**To-do list**
1. In the article about the UK budget and farmers, which farm holdings remain exempt from inheritance tax from 2026?
2. Output the passage of the farm budget article starting at "UK poised to" and ending at "and solar energy.".
3. Go on with the farm budget article from where it stops.

**Given text**
■ ■ ■ ■ ■

UK poised to replace family farms with solar panels & wind turbines

National budgets always involve difficult decisions which will impact some people more than others. The recent budget passed by the UK’s new left-wing Labour government is being lambasted for dealing an especially harsh blow to farmers, and some suspect that the true aim of this government, being so wedded to Net Zero, is to drive farmers out of business and seize their land for new types of farms — producing not food but wind and solar energy.

'Sorry, son I can't leave you the farm'

Prior to this fall’s budget, agricultural land in the UK was exempt from inheritance tax, in order to encourage farmers to pass on their land and livelihood to their children and secure the country’s food supply. The new UK government (which came to power in July of this year) now claims that this exemption was being exploited by wealthy individuals who bought up land to spare their children from having to pay inheritance tax. It is not clear whether these claims have any substantial factual basis to them.

What is clear is that from 2026, only land holdings and other farming assets worth under £1 million will continue to be exempt from inheritance tax. All other farms and land will have a 20-percent inheritance tax slapped on them.

■ ■ ■ ■ ■

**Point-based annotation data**

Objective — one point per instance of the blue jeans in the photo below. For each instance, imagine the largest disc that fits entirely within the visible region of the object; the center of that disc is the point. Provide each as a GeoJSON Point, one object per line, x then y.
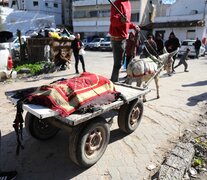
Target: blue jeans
{"type": "Point", "coordinates": [118, 54]}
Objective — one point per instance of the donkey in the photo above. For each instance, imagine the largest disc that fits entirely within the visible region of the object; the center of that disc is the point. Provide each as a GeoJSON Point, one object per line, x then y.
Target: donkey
{"type": "Point", "coordinates": [142, 70]}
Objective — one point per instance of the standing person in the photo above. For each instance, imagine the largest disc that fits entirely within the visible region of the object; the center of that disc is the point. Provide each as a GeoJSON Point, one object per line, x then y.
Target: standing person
{"type": "Point", "coordinates": [160, 44]}
{"type": "Point", "coordinates": [118, 30]}
{"type": "Point", "coordinates": [171, 45]}
{"type": "Point", "coordinates": [131, 47]}
{"type": "Point", "coordinates": [76, 46]}
{"type": "Point", "coordinates": [150, 47]}
{"type": "Point", "coordinates": [6, 175]}
{"type": "Point", "coordinates": [183, 60]}
{"type": "Point", "coordinates": [197, 46]}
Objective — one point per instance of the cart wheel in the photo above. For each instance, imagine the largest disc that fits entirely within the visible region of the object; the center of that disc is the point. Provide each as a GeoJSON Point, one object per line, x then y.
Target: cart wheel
{"type": "Point", "coordinates": [38, 128]}
{"type": "Point", "coordinates": [90, 143]}
{"type": "Point", "coordinates": [130, 116]}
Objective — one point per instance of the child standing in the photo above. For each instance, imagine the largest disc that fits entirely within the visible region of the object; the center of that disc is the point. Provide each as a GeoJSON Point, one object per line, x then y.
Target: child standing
{"type": "Point", "coordinates": [183, 60]}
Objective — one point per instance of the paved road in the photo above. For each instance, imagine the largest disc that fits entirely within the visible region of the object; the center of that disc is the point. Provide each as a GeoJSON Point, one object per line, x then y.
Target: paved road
{"type": "Point", "coordinates": [182, 97]}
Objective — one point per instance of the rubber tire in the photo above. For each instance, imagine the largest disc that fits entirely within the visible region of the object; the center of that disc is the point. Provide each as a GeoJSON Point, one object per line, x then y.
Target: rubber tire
{"type": "Point", "coordinates": [78, 153]}
{"type": "Point", "coordinates": [125, 113]}
{"type": "Point", "coordinates": [32, 125]}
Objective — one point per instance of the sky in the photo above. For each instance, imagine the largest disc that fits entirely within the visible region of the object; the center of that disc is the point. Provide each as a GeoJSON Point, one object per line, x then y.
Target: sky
{"type": "Point", "coordinates": [168, 1]}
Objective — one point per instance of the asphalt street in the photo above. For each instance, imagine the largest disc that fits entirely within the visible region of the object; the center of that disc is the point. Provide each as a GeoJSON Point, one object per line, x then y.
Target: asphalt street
{"type": "Point", "coordinates": [182, 99]}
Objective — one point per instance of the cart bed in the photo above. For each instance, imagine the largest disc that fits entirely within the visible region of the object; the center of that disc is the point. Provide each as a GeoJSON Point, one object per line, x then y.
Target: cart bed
{"type": "Point", "coordinates": [130, 93]}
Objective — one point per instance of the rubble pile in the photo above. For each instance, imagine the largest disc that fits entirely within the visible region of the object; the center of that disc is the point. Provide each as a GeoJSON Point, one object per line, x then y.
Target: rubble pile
{"type": "Point", "coordinates": [188, 159]}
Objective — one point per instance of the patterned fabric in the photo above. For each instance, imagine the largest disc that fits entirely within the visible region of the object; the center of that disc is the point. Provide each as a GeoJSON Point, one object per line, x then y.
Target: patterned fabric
{"type": "Point", "coordinates": [68, 95]}
{"type": "Point", "coordinates": [141, 67]}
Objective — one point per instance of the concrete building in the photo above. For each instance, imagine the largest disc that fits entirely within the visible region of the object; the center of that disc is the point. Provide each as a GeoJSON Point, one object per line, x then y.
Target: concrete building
{"type": "Point", "coordinates": [186, 18]}
{"type": "Point", "coordinates": [11, 20]}
{"type": "Point", "coordinates": [91, 18]}
{"type": "Point", "coordinates": [48, 7]}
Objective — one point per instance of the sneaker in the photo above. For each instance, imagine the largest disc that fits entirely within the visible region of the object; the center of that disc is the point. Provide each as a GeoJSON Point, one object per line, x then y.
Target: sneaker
{"type": "Point", "coordinates": [11, 175]}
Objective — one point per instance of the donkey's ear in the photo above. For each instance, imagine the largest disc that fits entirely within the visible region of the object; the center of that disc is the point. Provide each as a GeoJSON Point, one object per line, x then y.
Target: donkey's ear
{"type": "Point", "coordinates": [174, 52]}
{"type": "Point", "coordinates": [164, 50]}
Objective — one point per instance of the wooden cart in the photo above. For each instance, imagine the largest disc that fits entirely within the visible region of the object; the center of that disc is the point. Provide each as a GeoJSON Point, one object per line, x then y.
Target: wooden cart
{"type": "Point", "coordinates": [89, 132]}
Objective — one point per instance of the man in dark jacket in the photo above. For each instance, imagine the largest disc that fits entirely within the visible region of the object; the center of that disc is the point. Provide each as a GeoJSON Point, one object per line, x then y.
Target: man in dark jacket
{"type": "Point", "coordinates": [160, 44]}
{"type": "Point", "coordinates": [171, 45]}
{"type": "Point", "coordinates": [76, 46]}
{"type": "Point", "coordinates": [118, 30]}
{"type": "Point", "coordinates": [197, 46]}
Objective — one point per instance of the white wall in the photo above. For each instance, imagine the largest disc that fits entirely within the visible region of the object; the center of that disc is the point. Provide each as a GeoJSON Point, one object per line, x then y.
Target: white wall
{"type": "Point", "coordinates": [50, 10]}
{"type": "Point", "coordinates": [182, 7]}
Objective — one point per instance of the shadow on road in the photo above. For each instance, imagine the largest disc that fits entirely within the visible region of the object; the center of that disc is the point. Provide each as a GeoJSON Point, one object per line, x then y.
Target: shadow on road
{"type": "Point", "coordinates": [193, 101]}
{"type": "Point", "coordinates": [43, 159]}
{"type": "Point", "coordinates": [199, 83]}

■ ■ ■ ■ ■

**Set of answers**
1. Land holdings and other farming assets worth under £1 million.

2.
UK poised to replace family farms with solar panels & wind turbines

National budgets always involve difficult decisions which will impact some people more than others. The recent budget passed by the UK’s new left-wing Labour government is being lambasted for dealing an especially harsh blow to farmers, and some suspect that the true aim of this government, being so wedded to Net Zero, is to drive farmers out of business and seize their land for new types of farms — producing not food but wind and solar energy.

3.
The government claims that “only a minority” of farmers will be impacted; the National Farmers’ Union, however, counters that the new rules will affect around “75 percent of total farmed area.” For many children of farmers who had hoped to inherit their parents’ farms and won’t be able to find the money to pay the tax-man, what the new policy means is selling the family farm.

Tom Bradshaw is the president of the National Farmers’ Union. He predicts disastrous results for British farming unless the government backtracks.

Let’s not sugar-coat this. Every penny the [government] saves from this will come directly from the next generation having to break-up their family farm. If farms are being broken up and sold, British food will be hit. There is a very real threat to our long-term food security because there is no incentive to invest for the future.

Countryside on fire

In another piece of bad news, which has garnered less media attention, the government has also altered the classification of several types of pick-up trucks commonly used by farmers, designating them as “cars” and thus liable for much higher tax rates.

Altogether, farmers are furious and frightened for the future. Many are planning to take part in massive protests including blocking ports and withholding farm produce and livestock from the market.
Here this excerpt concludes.